## ENUNCIADO 1
Responda às perguntas abaixo com base no texto sobre a Caixa de Conversão.
(a) Qual decreto criou a Caixa de Conversão, e em que data?
(b) Os presidentes de quais estados se reuniram no convênio de Taubaté?
(c) Quantas sacas excedentes de café o empréstimo obtido por São Paulo em 1907 permitiu adquirir e estocar?
## ENUNCIADO 2
Digite novamente, sem alterar nada, todas as linhas da listagem desde a que contém "Expected content: orange" até a que contém "272 157 279 210", incluindo essas duas.

A Caixa de Conversão foi criada pelo decreto n. 1.575, de 6 de dezembro de 1906, sob a imediata superintendência do ministro da Fazenda, a fim de receber moedas de ouro de curso legal, bem como marcos, francos, liras, dólares, além da libra esterlina, “entregando em troca bilhetes ao portador, representativos de valor igual ao das moedas de ouro recebidas”, fixado este valor em 15 pence de libra esterlina por mil réis (Brasil, 1906, p. 94).
Todo o ouro recebido permanecia depositado, devendo ser destinado, exclusivamente, à emissão de bilhetes conversíveis, garantidos pelo lastro das referidas moedas de ouro, notadamente a libra e o dólar. Essa operação era assegurada pelo Tesouro Nacional, mas ficava sob a responsabilidade pessoal dos membros da Caixa de Conversão, que, em caso de qualquer desvio dessa finalidade, estariam sujeitos às penalidades definidas pelo artigo 221 do Código Penal.
O convênio realizado na cidade paulista de Taubaté, no ano de 1906, reuniu os presidentes dos estados de São Paulo, Minas Gerais e Rio de Janeiro que propuseram um acordo contendo medidas para valorização do café. Esse acordo previa a compra financiada dos excedentes do produto pelo governo federal e a retenção de seus estoques, com objetivo de sustentar os preços, que vinham caindo, desde a década de 1890, devido ao crescimento da produção do setor cafeeiro. Entre as medidas apresentadas constava a criação de uma caixa de conversão destinada a estabilizar a taxa de câmbio, impedindo, assim, sua apreciação, o que gerava efeitos adversos sobre a renda dos cafeicultores.
O plano de valorização do café aprovado pelo Congresso Nacional, e transformado no decreto n. 1.489, de 6 e agosto de 1906, diferiu, significativamente, dos termos acordados em fevereiro daquele ano pelo Convênio de Taubaté. Este último previra uma cooperação entre as esferas estadual e federal no que diz respeito à compra financiada dos estoques excedentes do café. No entanto, o plano que efetivamente foi posto em prática no ano seguinte teve à frente o estado de São Paulo, com o suporte financeiro dos negociantes estrangeiros de café e das instituições bancárias de natureza privada, ligada aos países consumidores. No quadriênio do presidente Afonso Pena (1906-1909), a política de valorização do café foi, finalmente, reconhecida como uma política pública em nível nacional. Em 1907, São Paulo obteve um empréstimo que possibilitou a aquisição e o estoque de oito milhões de sacas excedentes de café, o que correspondia a uma safra anual significativa (Franco; Lago, 2012, p. 195 e 197; Holloway apud Torelli, 2006/2007, p. 7-8).

## LISTAGEM
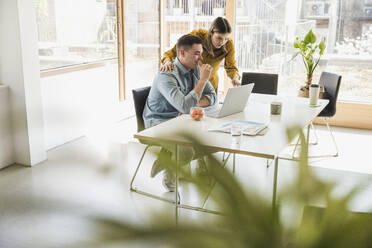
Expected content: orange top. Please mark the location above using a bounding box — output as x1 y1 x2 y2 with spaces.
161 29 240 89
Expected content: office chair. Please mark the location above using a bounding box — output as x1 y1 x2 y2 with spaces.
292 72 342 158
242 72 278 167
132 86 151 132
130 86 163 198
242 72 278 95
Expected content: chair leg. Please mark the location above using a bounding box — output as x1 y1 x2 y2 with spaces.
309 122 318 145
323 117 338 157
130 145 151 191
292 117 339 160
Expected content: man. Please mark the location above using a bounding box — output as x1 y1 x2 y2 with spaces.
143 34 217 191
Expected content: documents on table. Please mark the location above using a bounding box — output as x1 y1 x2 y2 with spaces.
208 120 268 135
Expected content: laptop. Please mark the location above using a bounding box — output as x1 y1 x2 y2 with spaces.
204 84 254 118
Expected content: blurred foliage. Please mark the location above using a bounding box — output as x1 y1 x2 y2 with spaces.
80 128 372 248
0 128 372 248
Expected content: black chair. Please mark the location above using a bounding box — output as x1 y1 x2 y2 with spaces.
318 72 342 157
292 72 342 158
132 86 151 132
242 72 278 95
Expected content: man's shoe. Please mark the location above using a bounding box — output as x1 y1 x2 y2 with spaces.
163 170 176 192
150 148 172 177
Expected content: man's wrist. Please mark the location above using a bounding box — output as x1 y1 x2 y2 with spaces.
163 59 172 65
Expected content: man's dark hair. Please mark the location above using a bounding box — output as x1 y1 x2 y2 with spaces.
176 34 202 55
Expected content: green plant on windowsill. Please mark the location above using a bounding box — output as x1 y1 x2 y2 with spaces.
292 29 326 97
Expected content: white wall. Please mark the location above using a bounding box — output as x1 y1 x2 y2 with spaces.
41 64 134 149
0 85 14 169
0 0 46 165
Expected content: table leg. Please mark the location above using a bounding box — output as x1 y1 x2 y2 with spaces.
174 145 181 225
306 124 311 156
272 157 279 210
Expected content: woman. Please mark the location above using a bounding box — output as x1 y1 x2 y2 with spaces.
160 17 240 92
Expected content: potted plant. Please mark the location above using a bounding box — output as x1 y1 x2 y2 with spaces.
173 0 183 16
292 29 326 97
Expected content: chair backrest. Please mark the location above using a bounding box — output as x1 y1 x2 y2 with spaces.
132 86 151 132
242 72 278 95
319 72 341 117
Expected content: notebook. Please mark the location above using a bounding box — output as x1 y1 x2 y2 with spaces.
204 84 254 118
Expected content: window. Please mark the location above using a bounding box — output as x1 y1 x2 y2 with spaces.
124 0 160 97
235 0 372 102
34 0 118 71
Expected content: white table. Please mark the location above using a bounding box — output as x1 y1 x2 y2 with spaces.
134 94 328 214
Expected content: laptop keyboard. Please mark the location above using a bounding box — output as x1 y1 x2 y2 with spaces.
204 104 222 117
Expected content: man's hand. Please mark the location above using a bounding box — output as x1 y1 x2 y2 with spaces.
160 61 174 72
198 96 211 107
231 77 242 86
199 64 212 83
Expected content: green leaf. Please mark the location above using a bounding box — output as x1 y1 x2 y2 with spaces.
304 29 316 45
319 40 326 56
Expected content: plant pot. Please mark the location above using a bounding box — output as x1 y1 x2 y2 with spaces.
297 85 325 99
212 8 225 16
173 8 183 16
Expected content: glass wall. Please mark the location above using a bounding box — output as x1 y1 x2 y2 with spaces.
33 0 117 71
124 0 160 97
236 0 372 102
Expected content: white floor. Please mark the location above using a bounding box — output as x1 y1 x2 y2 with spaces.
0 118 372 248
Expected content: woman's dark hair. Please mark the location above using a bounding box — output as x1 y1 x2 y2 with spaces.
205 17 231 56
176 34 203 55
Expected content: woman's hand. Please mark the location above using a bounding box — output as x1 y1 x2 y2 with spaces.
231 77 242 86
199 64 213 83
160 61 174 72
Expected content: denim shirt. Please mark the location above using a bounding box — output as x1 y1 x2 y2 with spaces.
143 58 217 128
---
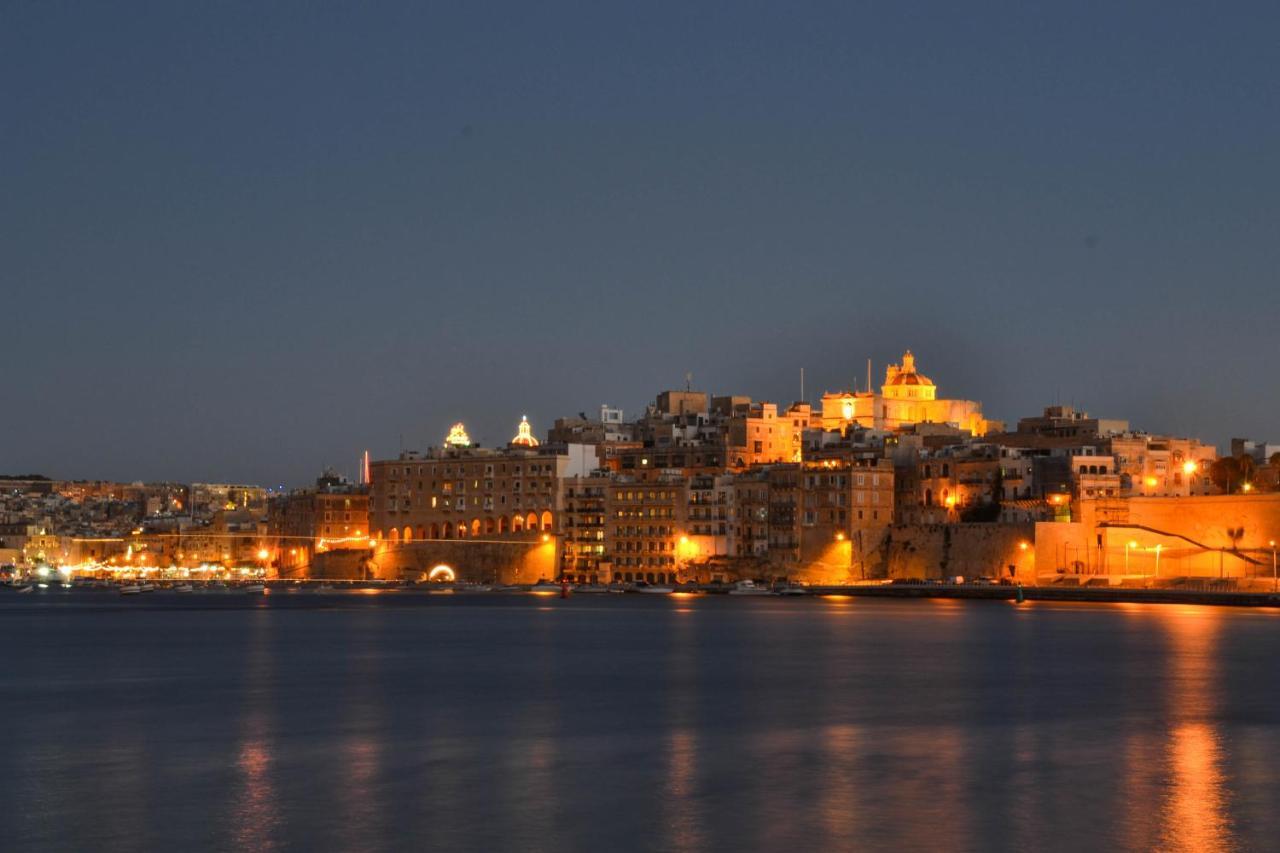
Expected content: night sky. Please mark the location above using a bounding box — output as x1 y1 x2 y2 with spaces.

## RESULTADO FINAL 1
(a) O decreto n. 1.575, de 6 de dezembro de 1906.
(b) São Paulo, Minas Gerais e Rio de Janeiro.
(c) Oito milhões de sacas.

## RESULTADO FINAL 2
Expected content: orange top. Please mark the location above using a bounding box — output as x1 y1 x2 y2 with spaces.
161 29 240 89
Expected content: office chair. Please mark the location above using a bounding box — output as x1 y1 x2 y2 with spaces.
292 72 342 158
242 72 278 167
132 86 151 132
130 86 163 198
242 72 278 95
Expected content: chair leg. Please mark the location above using a bounding box — output as x1 y1 x2 y2 with spaces.
309 122 318 145
323 117 338 157
130 145 151 191
292 117 339 160
Expected content: man. Please mark the location above using a bounding box — output as x1 y1 x2 y2 with spaces.
143 34 217 191
Expected content: documents on table. Please mark the location above using a bounding box — output as x1 y1 x2 y2 with spaces.
208 120 268 135
Expected content: laptop. Please mark the location above using a bounding box — output as x1 y1 x2 y2 with spaces.
204 84 254 118
Expected content: blurred foliage. Please mark the location above using a bounding box — output as x1 y1 x2 y2 with spaces.
80 128 372 248
0 128 372 248
Expected content: black chair. Please mark the location above using a bounding box — output as x1 y1 x2 y2 with spaces.
318 72 342 157
292 72 342 158
132 86 151 132
242 72 278 95
Expected content: man's shoe. Please mark the location above using a bounding box — output as x1 y1 x2 y2 with spaces.
163 170 176 192
150 148 172 177
Expected content: man's wrist. Please mark the location above using a bounding box — output as x1 y1 x2 y2 with spaces.
163 59 172 65
Expected content: man's dark hair. Please mark the location above using a bounding box — output as x1 y1 x2 y2 with spaces.
176 34 202 55
Expected content: green plant on windowsill. Please mark the location above using a bounding box — output as x1 y1 x2 y2 with spaces.
292 29 326 97
Expected content: white wall. Please mark the location above using a bounding box — output as x1 y1 x2 y2 with spaces.
41 64 134 149
0 85 14 169
0 0 46 165
Expected content: table leg. Please mark the location above using a bounding box — output as x1 y1 x2 y2 with spaces.
174 145 181 225
306 124 311 156
272 157 279 210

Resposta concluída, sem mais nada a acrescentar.